(Actions to take)
1. Repeat the fantasy baseball article between "In 99 games" and "very, very soon.", inclusive, without changing anything.
2. Decide whether each statement agrees with the fantasy baseball article, answering yes or no and quoting the words that settle it: (a) Starling Marte hit the first pitch he saw for a home run. (b) Matt Harvey was owned in 38% of Yahoo! leagues. (c) Marte started his first major league game in left field.

(Text extract)
Posted on 27 July 2012 by Daniel Aubain

The dog days of summer are upon us and your fantasy baseball teams may be dragging a bit, too. What better way to add a spark to your lineup than combing through your league’s waiver wire looking for players who can help you make a run at a title while your fellow owners get all jazzed for the beginning of football season (that’s still a thing?). Stay active and pay attention to trades, call ups and players being designated for assignment (the dreaded DFA) to find opportunities to liven up your roster. Even if you are out of the running for a league title, now may be the time to target a keeper for the 2013 season.

The Pittsburgh Pirates are making a run at the playoffs for the first time in nearly two decades and there’s no time like the present to call up their highly-touted outfield prospect Starling Marte. Marte was called up Thursday, immediately penciled in to start his first major league game in left field and inserted into the leadoff spot in the lineup. All Marte did was hit the first pitch he saw for a home run and finished Thurday night’s game 2-for-4 with a caught stealing.

In 99 games at AAA Indianapolis this season, Marte had 21 doubles, 13 triples, 12 home runs and 21 stolen bases. YES, PLEASE! My friend Mike Gianella (@MikeGianella) pointed out on his blog, Roto Think Tank, that Marte “could be worth blowing most or all of your remaining FAAB depending on your needs”.

I expect these numbers to change by time this article goes live but he’s currently owned in just 3.6% of ESPN leagues, 15% of Yahoo! leagues and a whopping 35% of CBS leagues. He was already gone in two of the five leagues I’m participating in this season (which made me realize I’m in three crappy leagues). Don’t wait to make a bid or use a waiver wire pick up for Marte much longer because he’ll probably be gone very, very soon.

Here are some other fantasy baseball players worth a look who may still be available on your league’s waiver wire:

 SP Matt Harvey, New York Mets: Harvey made his debut on Thursday night, too, and was equally as impressive as Marte. In 5.1 innings, he allowed just three hits, no runs, walked three and struck out 11 Diamondbacks. He threw 106 pitches (65 strikes) and also uncorked two wild pitches. He’s only owned in 5.5% of ESPN leagues, 1% of Yahoo! leagues but a hearty 38% of CBS leagues. For a complete breakdown of Harvey’s minor league history and major league potential, check out Full Spectrum Baseball’s own T.J. McDonald’s article from yesterday.

(Supplied data)
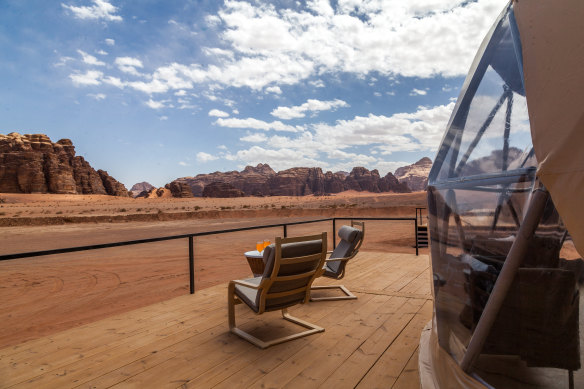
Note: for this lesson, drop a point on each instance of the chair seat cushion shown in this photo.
(249, 295)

(Answers provided)
1.
In 99 games at AAA Indianapolis this season, Marte had 21 doubles, 13 triples, 12 home runs and 21 stolen bases. YES, PLEASE! My friend Mike Gianella (@MikeGianella) pointed out on his blog, Roto Think Tank, that Marte “could be worth blowing most or all of your remaining FAAB depending on your needs”.

I expect these numbers to change by time this article goes live but he’s currently owned in just 3.6% of ESPN leagues, 15% of Yahoo! leagues and a whopping 35% of CBS leagues. He was already gone in two of the five leagues I’m participating in this season (which made me realize I’m in three crappy leagues). Don’t wait to make a bid or use a waiver wire pick up for Marte much longer because he’ll probably be gone very, very soon.

2.
(a) Yes: "All Marte did was hit the first pitch he saw for a home run"
(b) No: "1% of Yahoo! leagues but a hearty 38% of CBS leagues"
(c) Yes: "immediately penciled in to start his first major league game in left field"